__TASK BRIEF__
Write out every entry exactly as given, but omit the pictures.

***** DATASET RECORDS

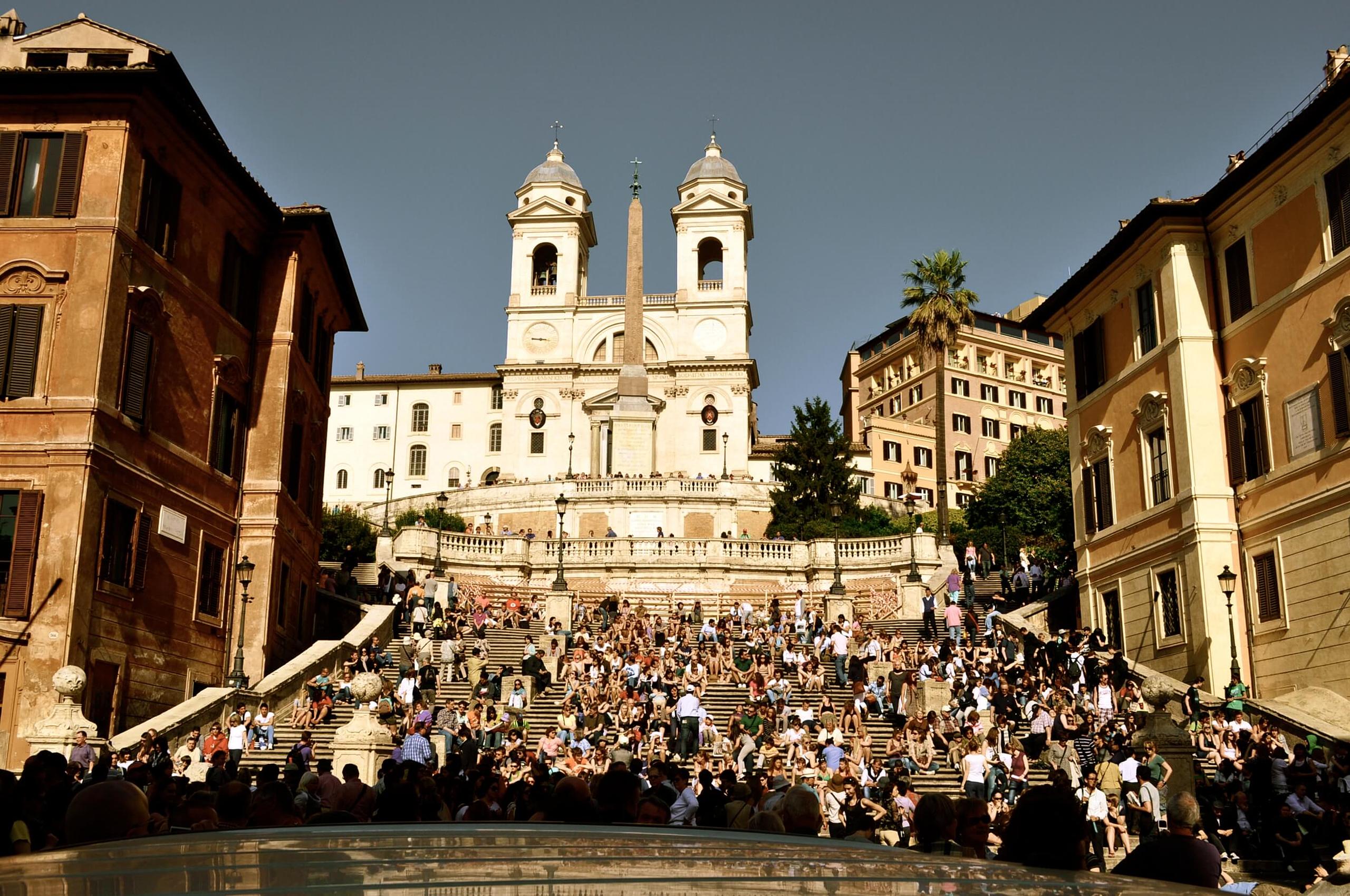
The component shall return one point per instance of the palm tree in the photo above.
(941, 307)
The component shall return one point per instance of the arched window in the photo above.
(546, 265)
(710, 259)
(418, 461)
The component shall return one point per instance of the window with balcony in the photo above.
(418, 461)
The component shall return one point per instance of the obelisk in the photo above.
(633, 422)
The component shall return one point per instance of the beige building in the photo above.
(165, 343)
(1209, 415)
(1002, 377)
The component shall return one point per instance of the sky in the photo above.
(869, 134)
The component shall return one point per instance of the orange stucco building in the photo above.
(165, 342)
(1209, 415)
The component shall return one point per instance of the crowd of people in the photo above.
(633, 743)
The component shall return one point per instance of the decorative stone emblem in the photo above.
(1152, 410)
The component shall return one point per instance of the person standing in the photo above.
(689, 712)
(1094, 799)
(929, 615)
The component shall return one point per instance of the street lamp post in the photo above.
(244, 574)
(389, 495)
(561, 583)
(1228, 579)
(440, 505)
(836, 512)
(914, 567)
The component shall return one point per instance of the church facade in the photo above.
(551, 406)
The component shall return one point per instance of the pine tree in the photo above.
(814, 470)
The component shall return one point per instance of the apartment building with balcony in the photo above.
(1002, 378)
(1210, 420)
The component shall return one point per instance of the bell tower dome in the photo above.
(713, 225)
(554, 234)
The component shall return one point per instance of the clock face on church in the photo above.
(541, 338)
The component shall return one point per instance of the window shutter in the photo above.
(1103, 488)
(137, 377)
(1337, 378)
(68, 182)
(1088, 501)
(8, 168)
(138, 581)
(1233, 423)
(23, 560)
(23, 351)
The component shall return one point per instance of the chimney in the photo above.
(1338, 63)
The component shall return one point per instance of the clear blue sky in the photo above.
(869, 134)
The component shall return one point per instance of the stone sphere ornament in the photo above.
(69, 682)
(1158, 692)
(367, 687)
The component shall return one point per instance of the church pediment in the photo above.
(606, 401)
(709, 201)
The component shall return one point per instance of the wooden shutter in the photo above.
(8, 169)
(23, 560)
(1338, 206)
(1088, 501)
(1240, 281)
(1339, 408)
(1233, 424)
(21, 370)
(1102, 473)
(68, 182)
(138, 579)
(1268, 587)
(136, 382)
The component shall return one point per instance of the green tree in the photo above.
(1032, 494)
(814, 470)
(435, 517)
(941, 307)
(345, 527)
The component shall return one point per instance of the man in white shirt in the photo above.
(1095, 799)
(689, 712)
(839, 648)
(686, 805)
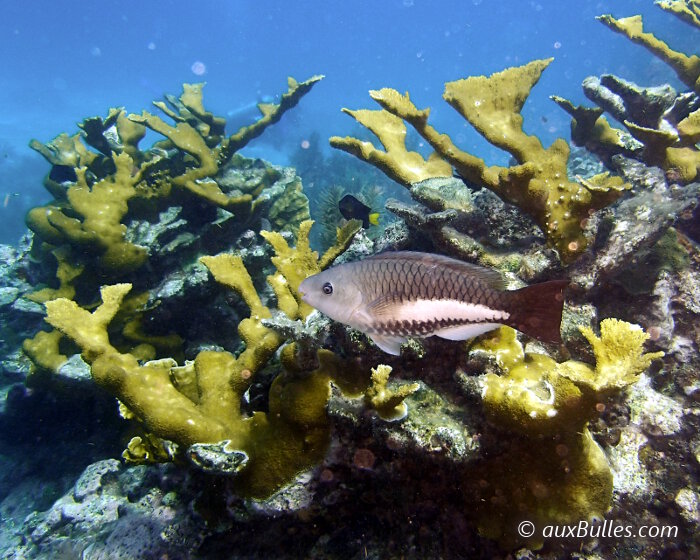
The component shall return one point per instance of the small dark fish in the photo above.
(392, 296)
(352, 209)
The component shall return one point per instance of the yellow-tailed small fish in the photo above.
(353, 209)
(396, 295)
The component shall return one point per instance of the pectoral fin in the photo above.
(390, 344)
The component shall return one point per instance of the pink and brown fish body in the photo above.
(396, 295)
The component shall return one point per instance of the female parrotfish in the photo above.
(394, 295)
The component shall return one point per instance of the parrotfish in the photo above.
(353, 209)
(396, 295)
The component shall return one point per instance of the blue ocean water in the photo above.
(65, 61)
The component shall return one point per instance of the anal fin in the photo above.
(390, 344)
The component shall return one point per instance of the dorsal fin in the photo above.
(490, 277)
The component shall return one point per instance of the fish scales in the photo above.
(395, 295)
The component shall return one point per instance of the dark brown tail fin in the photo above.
(536, 310)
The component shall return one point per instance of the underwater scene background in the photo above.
(165, 391)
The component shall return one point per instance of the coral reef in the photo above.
(550, 404)
(199, 402)
(538, 184)
(662, 125)
(257, 427)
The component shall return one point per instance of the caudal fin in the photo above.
(536, 310)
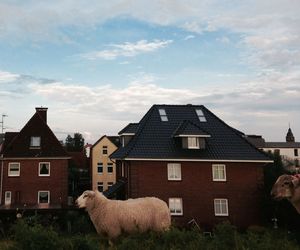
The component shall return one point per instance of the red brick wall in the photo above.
(29, 182)
(243, 189)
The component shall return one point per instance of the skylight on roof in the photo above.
(163, 115)
(200, 115)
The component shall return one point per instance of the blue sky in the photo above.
(100, 65)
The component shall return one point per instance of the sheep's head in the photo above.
(283, 187)
(83, 200)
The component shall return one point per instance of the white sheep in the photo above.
(287, 187)
(112, 217)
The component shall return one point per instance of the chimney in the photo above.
(43, 113)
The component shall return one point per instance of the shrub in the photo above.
(35, 236)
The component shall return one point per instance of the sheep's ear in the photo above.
(89, 194)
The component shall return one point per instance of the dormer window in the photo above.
(163, 115)
(200, 115)
(193, 142)
(35, 141)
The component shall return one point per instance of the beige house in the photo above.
(103, 169)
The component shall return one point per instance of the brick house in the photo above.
(204, 169)
(34, 167)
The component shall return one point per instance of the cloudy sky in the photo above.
(98, 65)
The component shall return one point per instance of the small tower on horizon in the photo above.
(289, 136)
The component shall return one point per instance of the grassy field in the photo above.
(31, 235)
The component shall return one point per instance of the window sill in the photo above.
(177, 215)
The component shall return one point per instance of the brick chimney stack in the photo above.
(43, 113)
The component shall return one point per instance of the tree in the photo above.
(76, 143)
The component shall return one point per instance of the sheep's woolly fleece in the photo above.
(112, 217)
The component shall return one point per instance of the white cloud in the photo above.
(189, 37)
(127, 49)
(7, 77)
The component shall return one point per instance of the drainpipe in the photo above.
(1, 181)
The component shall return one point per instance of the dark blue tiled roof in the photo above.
(131, 128)
(154, 138)
(189, 128)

**********

__OUTPUT OF THE TASK__
The component shall return one point per instance of the palm tree in the photo above.
(941, 307)
The component shall return one point per instance of the arched window in the photo above.
(546, 265)
(710, 259)
(418, 461)
The component shall return one point per instance of the window with balcony in the photo above.
(418, 461)
The component shall return one point per instance of the obelisk in the photo above.
(633, 422)
The component shall return one point per instance of the beige building in the photo above.
(165, 343)
(1209, 415)
(1002, 377)
The component shall return one point per instance of the sky in the photo above.
(869, 134)
The component shall return one point per instance of the orange stucco building in the photo above.
(165, 342)
(1209, 415)
The component shall return one point per instance of the crowd of people in the photo above.
(633, 743)
The component shall return one point per instance of the decorative stone emblem in the photo above.
(1152, 410)
The component shall return one point per instance of the person standing in the photo above.
(689, 712)
(1094, 799)
(929, 615)
The component shall return one point per instance of the street lamp post in the photo above.
(244, 574)
(389, 495)
(561, 583)
(1228, 579)
(440, 505)
(836, 512)
(914, 567)
The component shall return one point per instance of the church facade in the photo above.
(551, 406)
The component shall return one point per instance of the pine tree in the photo above.
(814, 470)
The component shall return one point per instance of the apartment building with balcony in the photo above.
(1002, 378)
(1210, 420)
The component shall return one point per instance of the bell tower dome in the photo above.
(713, 225)
(554, 234)
The component shall return one point per instance of the clock face on church in the photo above.
(541, 338)
The component shall return one point per instance of the window shutter in the photo above.
(1103, 488)
(137, 377)
(1337, 378)
(68, 182)
(1088, 501)
(8, 168)
(138, 581)
(1233, 423)
(23, 560)
(23, 351)
The component shall return one point per instance of the chimney in the photo above.
(1338, 63)
The component shall return one point per instance of the clear blue sky in the photo above.
(869, 134)
The component shall return one point per instance of the stone sphere ornament in the photo above.
(69, 682)
(1158, 692)
(367, 687)
The component shall return one point per instance of the church pediment in the photo above.
(606, 401)
(709, 201)
The component shall return one point per instance of the wooden shutter in the photo above.
(8, 169)
(23, 560)
(1338, 206)
(1088, 501)
(1240, 281)
(1339, 408)
(1233, 424)
(21, 370)
(1102, 473)
(68, 182)
(138, 579)
(1268, 587)
(136, 382)
The component shall return one point per instance of the green tree in the photo above.
(1032, 494)
(814, 470)
(435, 517)
(941, 307)
(345, 527)
The component shall return one point per instance of the man in white shirt in the photo above.
(1095, 799)
(689, 712)
(839, 648)
(686, 805)
The component shall return one point per instance of the small dark fish in the photo above.
(392, 296)
(352, 209)
The component shall return one point per instance of the yellow-tailed small fish in the photo above.
(353, 209)
(396, 295)
The component shall return one point per instance of the pectoral fin in the photo above.
(390, 344)
The component shall return one point per instance of the pink and brown fish body in the photo above.
(396, 295)
The component shall return one point per instance of the female parrotfish in the photo above.
(394, 295)
The component shall return one point per instance of the parrotfish in the photo above.
(353, 209)
(396, 295)
The component shall return one point per instance of the blue ocean water in the photo above.
(65, 61)
The component shall return one point per instance of the anal fin in the photo above.
(390, 344)
The component shall return one point per instance of the dorsal fin in the photo above.
(490, 277)
The component shall return one point per instance of the fish scales in the photo above.
(395, 295)
The component shall return one point per instance of the dark brown tail fin in the photo above.
(536, 310)
The component shall return one point per instance of the underwater scene background in the photo above.
(165, 391)
The component shall return one point per instance of the coral reef in the photo above.
(550, 404)
(199, 402)
(538, 184)
(662, 125)
(257, 427)
The component shall return one point per instance of the caudal fin in the photo above.
(536, 310)
The component shall return one point per instance of the red brick wall in the photo above.
(29, 182)
(243, 189)
The component shall return one point per instance of the skylight on roof in the photo above.
(163, 115)
(200, 115)
The component shall return one point per instance of the blue sky in the photo above.
(100, 65)
The component shall return one point per instance of the sheep's head in the photo above.
(283, 187)
(83, 200)
The component shall return one point per instance of the white sheep in the photo above.
(287, 187)
(112, 217)
The component shall return one point per instance of the chimney in the photo above.
(43, 113)
The component shall return one point per instance of the shrub in the photo above.
(35, 236)
The component shall return one point per instance of the sheep's ear in the photo above.
(89, 194)
The component shall return one point per instance of the dormer window in the photo above.
(163, 115)
(200, 115)
(193, 142)
(35, 141)
The component shall return one point per instance of the beige house in the photo above.
(103, 169)
The component shall return one point per instance of the brick house in the photo above.
(204, 169)
(34, 167)
The component shall return one point per instance of the cloudy sky in the photo above.
(98, 65)
The component shall return one point per instance of the small tower on horizon in the photo above.
(289, 136)
The component shall return one point per instance of the grassy field in the photo above.
(31, 235)
The component shall return one point per instance of the window sill in the photo above.
(177, 215)
The component shall return one point per instance of the brick chimney stack in the photo above.
(43, 113)
The component shall return one point per instance of the tree in the photo above.
(76, 143)
The component shall return one point per instance of the sheep's woolly fleece in the photo above.
(112, 217)
The component shall return one point per instance of the white cloud in the photo above.
(189, 37)
(127, 49)
(7, 77)
The component shall return one point per instance of the drainpipe in the photo above.
(1, 181)
The component shall return one point per instance of the dark blue tiled roof in the photo above.
(131, 128)
(154, 138)
(189, 128)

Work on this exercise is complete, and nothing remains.